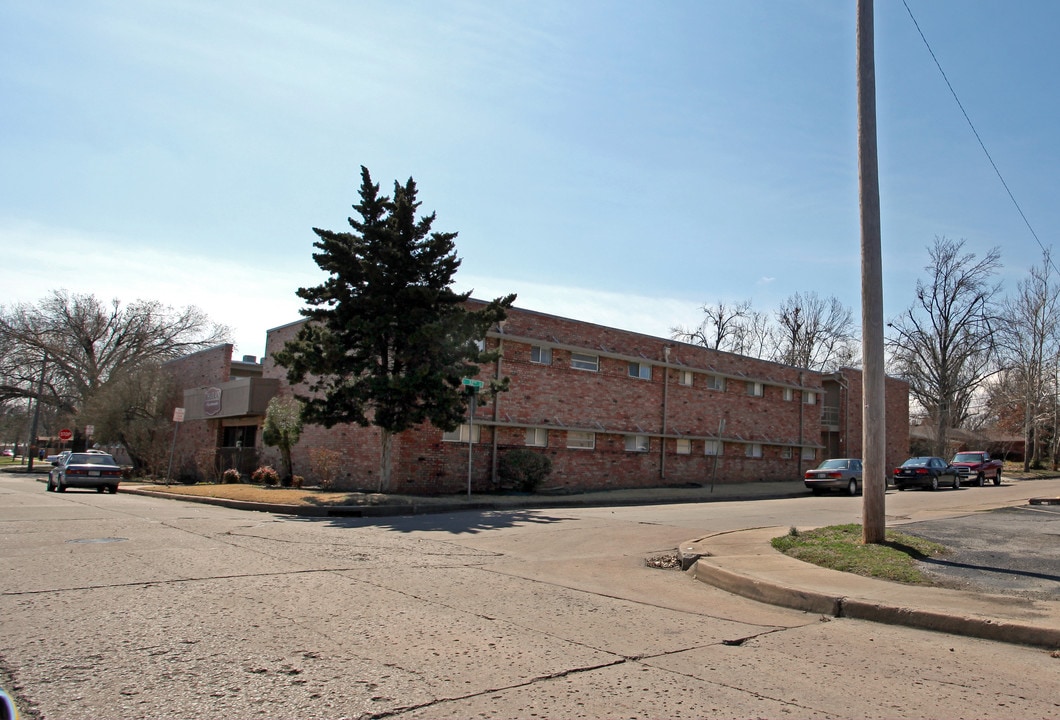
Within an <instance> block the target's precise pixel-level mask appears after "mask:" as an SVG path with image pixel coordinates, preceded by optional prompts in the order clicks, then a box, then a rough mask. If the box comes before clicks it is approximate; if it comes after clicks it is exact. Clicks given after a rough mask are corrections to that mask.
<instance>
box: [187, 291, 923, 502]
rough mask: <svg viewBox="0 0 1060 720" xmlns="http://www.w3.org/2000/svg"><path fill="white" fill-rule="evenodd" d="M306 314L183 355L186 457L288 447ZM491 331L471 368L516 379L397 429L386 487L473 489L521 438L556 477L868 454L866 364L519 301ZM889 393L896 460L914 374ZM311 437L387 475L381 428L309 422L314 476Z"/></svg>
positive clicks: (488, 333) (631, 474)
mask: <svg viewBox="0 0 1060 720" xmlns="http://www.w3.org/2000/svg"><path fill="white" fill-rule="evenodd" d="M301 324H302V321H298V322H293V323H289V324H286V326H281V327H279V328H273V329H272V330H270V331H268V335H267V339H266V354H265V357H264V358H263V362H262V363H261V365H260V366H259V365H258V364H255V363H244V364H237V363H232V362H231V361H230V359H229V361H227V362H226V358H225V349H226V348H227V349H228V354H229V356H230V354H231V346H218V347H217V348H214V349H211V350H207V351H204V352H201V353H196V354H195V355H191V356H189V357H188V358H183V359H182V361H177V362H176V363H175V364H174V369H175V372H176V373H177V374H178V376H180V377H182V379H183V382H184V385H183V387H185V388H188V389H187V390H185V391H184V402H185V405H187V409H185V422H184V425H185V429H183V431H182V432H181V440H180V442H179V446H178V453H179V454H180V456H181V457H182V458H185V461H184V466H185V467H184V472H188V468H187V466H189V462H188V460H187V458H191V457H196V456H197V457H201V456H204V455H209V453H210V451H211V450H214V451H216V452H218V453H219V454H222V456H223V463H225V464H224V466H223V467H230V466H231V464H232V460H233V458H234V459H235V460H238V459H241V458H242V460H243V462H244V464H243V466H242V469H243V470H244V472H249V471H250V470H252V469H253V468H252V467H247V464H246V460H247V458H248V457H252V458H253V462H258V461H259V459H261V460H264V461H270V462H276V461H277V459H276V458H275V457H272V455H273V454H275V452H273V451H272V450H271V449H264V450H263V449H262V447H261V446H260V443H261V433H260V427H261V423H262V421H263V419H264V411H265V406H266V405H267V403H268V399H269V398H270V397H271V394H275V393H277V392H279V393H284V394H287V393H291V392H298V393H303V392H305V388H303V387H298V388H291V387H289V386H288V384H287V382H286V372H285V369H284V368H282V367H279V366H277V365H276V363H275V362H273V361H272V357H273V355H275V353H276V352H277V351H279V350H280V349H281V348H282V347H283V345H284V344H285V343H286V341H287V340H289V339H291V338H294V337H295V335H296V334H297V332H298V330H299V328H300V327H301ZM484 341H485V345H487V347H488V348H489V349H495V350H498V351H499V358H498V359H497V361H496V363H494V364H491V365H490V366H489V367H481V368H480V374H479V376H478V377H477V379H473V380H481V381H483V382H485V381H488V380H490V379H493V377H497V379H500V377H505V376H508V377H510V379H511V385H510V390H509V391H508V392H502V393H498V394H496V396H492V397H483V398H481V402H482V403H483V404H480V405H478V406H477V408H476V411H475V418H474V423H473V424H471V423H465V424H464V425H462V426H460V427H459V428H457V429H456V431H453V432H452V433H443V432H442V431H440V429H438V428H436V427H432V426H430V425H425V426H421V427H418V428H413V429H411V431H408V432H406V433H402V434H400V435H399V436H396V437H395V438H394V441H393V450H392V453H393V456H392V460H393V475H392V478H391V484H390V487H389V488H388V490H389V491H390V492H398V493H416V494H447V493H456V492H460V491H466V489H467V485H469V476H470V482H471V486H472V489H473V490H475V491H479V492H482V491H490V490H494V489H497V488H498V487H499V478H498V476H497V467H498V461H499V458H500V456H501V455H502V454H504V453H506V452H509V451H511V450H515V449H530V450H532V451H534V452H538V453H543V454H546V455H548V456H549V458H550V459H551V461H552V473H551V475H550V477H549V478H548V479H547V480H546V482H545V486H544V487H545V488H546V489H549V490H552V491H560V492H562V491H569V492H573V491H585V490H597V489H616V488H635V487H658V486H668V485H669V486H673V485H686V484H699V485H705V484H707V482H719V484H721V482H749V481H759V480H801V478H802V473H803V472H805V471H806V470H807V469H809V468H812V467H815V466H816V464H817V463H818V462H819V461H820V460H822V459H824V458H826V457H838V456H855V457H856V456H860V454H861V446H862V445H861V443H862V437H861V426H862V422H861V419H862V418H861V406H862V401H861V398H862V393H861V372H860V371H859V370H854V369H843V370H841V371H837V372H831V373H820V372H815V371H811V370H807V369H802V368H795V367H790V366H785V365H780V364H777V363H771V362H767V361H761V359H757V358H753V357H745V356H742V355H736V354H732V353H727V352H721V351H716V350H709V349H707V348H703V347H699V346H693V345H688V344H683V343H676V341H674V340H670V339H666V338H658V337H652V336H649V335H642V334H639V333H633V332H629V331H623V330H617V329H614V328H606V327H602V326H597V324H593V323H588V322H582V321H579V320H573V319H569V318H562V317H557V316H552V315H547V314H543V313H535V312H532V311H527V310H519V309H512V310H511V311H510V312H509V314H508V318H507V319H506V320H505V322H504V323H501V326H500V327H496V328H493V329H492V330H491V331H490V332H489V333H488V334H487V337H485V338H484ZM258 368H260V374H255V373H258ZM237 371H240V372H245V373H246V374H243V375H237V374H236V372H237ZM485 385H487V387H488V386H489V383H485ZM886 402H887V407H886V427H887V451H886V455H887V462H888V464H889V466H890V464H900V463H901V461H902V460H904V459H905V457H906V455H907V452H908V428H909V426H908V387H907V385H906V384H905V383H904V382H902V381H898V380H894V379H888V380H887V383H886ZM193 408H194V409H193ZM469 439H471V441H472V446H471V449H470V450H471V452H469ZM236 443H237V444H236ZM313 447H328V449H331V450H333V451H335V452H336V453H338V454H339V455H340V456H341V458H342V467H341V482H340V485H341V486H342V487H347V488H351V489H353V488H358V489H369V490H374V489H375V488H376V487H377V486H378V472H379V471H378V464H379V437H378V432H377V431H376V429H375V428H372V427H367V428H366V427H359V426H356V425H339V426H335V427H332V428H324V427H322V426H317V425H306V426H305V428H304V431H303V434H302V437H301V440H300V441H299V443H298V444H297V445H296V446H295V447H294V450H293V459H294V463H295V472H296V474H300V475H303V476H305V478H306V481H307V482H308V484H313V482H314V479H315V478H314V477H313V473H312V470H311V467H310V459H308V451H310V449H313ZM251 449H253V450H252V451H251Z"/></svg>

==

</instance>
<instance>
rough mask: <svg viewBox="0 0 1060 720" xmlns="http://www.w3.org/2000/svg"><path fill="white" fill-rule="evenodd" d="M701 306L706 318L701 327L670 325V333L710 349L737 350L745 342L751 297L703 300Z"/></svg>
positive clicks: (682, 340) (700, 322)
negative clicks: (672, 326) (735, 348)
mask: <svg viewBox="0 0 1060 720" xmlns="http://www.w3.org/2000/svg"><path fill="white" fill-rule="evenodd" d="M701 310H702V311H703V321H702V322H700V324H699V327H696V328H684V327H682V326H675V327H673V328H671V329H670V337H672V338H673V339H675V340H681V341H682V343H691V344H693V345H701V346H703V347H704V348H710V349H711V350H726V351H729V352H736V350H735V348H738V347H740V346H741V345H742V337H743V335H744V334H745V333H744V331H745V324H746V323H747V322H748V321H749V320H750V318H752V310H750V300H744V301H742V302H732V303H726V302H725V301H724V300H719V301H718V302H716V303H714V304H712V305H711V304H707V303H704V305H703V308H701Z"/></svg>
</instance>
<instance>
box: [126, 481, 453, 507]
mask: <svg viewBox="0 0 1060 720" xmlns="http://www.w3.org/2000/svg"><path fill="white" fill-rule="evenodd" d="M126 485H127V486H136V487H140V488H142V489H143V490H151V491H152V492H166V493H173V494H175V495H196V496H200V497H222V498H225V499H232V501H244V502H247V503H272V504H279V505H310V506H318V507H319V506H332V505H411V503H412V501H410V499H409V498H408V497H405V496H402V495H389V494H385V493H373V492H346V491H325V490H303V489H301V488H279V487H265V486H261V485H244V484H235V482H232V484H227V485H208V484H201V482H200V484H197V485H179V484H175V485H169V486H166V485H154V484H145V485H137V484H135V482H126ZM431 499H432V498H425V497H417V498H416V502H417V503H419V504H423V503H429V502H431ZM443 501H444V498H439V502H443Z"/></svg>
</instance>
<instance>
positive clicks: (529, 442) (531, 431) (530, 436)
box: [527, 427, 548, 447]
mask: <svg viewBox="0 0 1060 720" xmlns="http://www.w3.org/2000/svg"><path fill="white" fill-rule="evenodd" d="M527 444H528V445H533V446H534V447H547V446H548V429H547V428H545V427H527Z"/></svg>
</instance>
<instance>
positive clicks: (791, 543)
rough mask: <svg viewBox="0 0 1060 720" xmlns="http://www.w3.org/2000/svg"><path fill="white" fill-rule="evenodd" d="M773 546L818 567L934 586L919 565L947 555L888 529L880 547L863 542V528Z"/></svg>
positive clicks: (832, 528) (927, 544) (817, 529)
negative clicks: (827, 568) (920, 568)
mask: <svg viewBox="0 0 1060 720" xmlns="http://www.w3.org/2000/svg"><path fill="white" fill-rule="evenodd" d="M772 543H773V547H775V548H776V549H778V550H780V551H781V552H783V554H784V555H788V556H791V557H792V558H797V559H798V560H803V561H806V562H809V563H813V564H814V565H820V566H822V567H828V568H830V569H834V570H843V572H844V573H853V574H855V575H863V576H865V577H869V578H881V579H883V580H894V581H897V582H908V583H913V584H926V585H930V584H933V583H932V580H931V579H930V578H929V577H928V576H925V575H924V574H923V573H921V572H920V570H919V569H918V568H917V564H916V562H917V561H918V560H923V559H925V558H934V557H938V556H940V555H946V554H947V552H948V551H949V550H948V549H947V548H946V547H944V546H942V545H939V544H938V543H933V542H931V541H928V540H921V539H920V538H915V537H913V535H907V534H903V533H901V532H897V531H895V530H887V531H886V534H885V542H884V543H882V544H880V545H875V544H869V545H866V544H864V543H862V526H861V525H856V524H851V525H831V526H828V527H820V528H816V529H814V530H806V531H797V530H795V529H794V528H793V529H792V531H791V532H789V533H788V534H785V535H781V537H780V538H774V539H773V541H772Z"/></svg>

* **What to do**: What lines of the material above contain "rough"? Return each of them.

* **Written solution**:
Within an <instance> block the target's precise pixel-level mask appears after "mask:" as an SVG path with image pixel coordinates, preceded by optional prompts in the order clicks, then a box, then a rough mask. If the box comes before clicks it is approximate; if it comes after clicks it is exact. Clicks given after a rough mask are corrections to that mask.
rough mask: <svg viewBox="0 0 1060 720" xmlns="http://www.w3.org/2000/svg"><path fill="white" fill-rule="evenodd" d="M306 314L183 355L186 457L288 447ZM491 331L471 368L516 379L397 429L386 487L473 489L521 438L556 477L868 454L866 364L519 301ZM889 393L896 460L914 374ZM311 437L387 475L381 428L309 422L314 476Z"/></svg>
rough mask: <svg viewBox="0 0 1060 720" xmlns="http://www.w3.org/2000/svg"><path fill="white" fill-rule="evenodd" d="M701 306L706 318L701 327L670 325V333L710 349L737 350L745 342L751 297L703 300Z"/></svg>
rough mask: <svg viewBox="0 0 1060 720" xmlns="http://www.w3.org/2000/svg"><path fill="white" fill-rule="evenodd" d="M773 546L818 567L934 586L919 565L947 555L888 529L880 547L863 542V528Z"/></svg>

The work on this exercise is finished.